### Excerpt
*-*-*
The only issue with this game is it the ever elusive balancing of the free-to-play model that pervades every element of this game. Should you wish to unlock a high-level hero, for example, you have to earn and open a bunch of piñatas, at which point you can hope for one of a few things: that your dream hero appears or that you collect enough lesser gear to sacrifice to the game’s crafting system. Doing the latter will generate a random hero whose rarity and power potential is determined by how good the loot you sacrifice is. Will your dream hero, weapon, or trap pop out of this crafting exercise? Not bloody likely.
What’s more, every major element of the game (heroes, weapons, traps) can be leveled up, and doing this unlocks a variety of perks and abilities. You might think using these items would increase your level by way of XP. Nope. Instead, you have to collect XP cards, which can then be spent on your inventory however you see fit. You can gather this XP by completing objectives… but you’ll find more of it inside of piñatas.
*-*-*
[Coordinate labeling data]
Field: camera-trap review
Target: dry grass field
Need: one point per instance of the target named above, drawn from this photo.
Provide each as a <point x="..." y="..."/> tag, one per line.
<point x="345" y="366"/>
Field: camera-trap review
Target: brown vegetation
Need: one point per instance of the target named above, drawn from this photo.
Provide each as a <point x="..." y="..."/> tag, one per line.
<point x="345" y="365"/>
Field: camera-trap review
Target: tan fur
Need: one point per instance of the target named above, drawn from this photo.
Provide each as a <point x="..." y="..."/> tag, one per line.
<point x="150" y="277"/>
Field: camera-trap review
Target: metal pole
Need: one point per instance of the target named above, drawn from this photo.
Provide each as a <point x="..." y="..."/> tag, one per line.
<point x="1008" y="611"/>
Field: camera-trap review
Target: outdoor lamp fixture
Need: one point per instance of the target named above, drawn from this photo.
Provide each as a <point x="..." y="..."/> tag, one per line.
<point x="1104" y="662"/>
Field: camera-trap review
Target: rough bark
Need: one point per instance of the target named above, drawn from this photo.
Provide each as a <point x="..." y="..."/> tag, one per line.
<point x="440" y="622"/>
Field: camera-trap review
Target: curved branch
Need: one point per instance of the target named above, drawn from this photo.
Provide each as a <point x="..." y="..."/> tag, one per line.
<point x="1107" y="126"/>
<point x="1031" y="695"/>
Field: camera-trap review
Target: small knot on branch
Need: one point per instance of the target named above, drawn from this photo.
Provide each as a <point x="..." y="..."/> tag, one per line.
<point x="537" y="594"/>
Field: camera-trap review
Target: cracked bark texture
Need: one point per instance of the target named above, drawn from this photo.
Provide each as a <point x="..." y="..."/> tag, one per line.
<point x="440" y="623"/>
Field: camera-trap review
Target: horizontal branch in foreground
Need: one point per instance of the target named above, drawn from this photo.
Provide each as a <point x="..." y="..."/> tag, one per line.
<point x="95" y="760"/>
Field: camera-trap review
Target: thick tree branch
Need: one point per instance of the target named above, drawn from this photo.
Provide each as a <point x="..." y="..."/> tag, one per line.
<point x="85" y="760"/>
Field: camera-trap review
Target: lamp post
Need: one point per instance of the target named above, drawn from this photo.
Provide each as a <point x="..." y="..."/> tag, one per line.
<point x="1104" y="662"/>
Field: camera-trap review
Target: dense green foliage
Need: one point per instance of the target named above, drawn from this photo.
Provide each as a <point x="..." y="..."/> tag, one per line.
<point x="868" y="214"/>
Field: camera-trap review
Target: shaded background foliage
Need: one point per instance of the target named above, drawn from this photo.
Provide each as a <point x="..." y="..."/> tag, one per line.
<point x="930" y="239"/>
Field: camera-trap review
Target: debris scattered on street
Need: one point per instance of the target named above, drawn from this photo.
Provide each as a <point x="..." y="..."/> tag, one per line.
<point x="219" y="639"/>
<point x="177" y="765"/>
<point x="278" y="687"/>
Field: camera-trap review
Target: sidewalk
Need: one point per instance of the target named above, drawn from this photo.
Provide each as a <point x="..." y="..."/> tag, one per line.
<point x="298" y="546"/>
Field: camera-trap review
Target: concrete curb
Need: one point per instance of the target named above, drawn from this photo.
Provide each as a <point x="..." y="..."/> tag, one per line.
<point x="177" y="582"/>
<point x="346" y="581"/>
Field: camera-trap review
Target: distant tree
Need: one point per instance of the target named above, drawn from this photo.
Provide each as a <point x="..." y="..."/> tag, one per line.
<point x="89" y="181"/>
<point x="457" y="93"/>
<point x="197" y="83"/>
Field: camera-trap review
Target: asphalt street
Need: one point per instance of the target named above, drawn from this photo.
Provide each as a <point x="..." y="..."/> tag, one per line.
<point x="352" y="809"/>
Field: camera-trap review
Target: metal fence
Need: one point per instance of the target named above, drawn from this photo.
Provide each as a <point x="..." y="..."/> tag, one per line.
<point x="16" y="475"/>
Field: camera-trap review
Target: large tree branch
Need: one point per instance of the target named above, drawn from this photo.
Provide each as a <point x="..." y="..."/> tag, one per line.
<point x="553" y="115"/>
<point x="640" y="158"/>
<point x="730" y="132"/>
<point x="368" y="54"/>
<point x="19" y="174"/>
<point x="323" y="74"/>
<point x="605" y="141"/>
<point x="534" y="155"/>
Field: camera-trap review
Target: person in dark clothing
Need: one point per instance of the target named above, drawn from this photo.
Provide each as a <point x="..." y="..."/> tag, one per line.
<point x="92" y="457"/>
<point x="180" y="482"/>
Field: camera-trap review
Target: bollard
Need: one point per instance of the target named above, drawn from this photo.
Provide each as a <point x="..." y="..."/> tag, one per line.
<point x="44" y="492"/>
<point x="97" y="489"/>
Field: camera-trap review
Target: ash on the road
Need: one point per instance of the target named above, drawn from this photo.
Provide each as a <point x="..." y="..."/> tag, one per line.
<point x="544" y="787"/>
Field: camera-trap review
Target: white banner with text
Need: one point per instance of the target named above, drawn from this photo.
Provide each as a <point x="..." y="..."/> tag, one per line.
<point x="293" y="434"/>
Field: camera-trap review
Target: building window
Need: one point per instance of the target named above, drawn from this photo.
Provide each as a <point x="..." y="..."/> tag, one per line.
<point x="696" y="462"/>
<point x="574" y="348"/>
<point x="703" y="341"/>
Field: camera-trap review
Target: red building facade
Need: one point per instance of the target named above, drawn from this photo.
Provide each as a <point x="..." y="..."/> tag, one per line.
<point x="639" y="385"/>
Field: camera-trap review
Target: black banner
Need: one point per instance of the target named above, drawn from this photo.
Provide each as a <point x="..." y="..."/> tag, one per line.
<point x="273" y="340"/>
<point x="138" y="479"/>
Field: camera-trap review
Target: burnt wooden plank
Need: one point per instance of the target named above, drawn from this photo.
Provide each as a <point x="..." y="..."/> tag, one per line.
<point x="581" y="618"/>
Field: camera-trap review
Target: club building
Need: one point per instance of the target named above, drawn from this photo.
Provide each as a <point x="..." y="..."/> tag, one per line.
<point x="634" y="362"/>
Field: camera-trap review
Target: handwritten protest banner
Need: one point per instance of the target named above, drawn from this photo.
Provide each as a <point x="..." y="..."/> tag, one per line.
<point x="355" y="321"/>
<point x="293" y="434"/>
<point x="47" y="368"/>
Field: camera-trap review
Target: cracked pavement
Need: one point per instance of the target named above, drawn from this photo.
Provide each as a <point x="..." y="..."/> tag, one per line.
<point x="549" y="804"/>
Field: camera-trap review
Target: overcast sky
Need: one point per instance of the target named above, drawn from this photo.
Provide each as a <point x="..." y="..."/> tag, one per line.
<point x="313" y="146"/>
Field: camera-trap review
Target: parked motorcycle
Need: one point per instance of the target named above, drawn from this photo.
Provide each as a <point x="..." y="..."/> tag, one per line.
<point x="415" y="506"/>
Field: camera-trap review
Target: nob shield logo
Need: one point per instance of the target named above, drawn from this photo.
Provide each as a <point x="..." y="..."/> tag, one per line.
*-*-*
### Tasks and exercises
a: Answer these questions from the review:
(i) What do you have to earn and open when trying to unlock a high-level hero?
(ii) What determines the rarity and power potential of a hero generated by the crafting system?
(iii) What must you collect to gain XP, instead of gaining it by using heroes, weapons, and traps?
b: Please reproduce the stretch of the review from "What’s more, every" through "inside of piñatas.".
None of these items are needed for this work.

### Responses by task
a:
(i) A bunch of piñatas.
(ii) How good the loot you sacrifice is.
(iii) XP cards.

b:
What’s more, every major element of the game (heroes, weapons, traps) can be leveled up, and doing this unlocks a variety of perks and abilities. You might think using these items would increase your level by way of XP. Nope. Instead, you have to collect XP cards, which can then be spent on your inventory however you see fit. You can gather this XP by completing objectives… but you’ll find more of it inside of piñatas.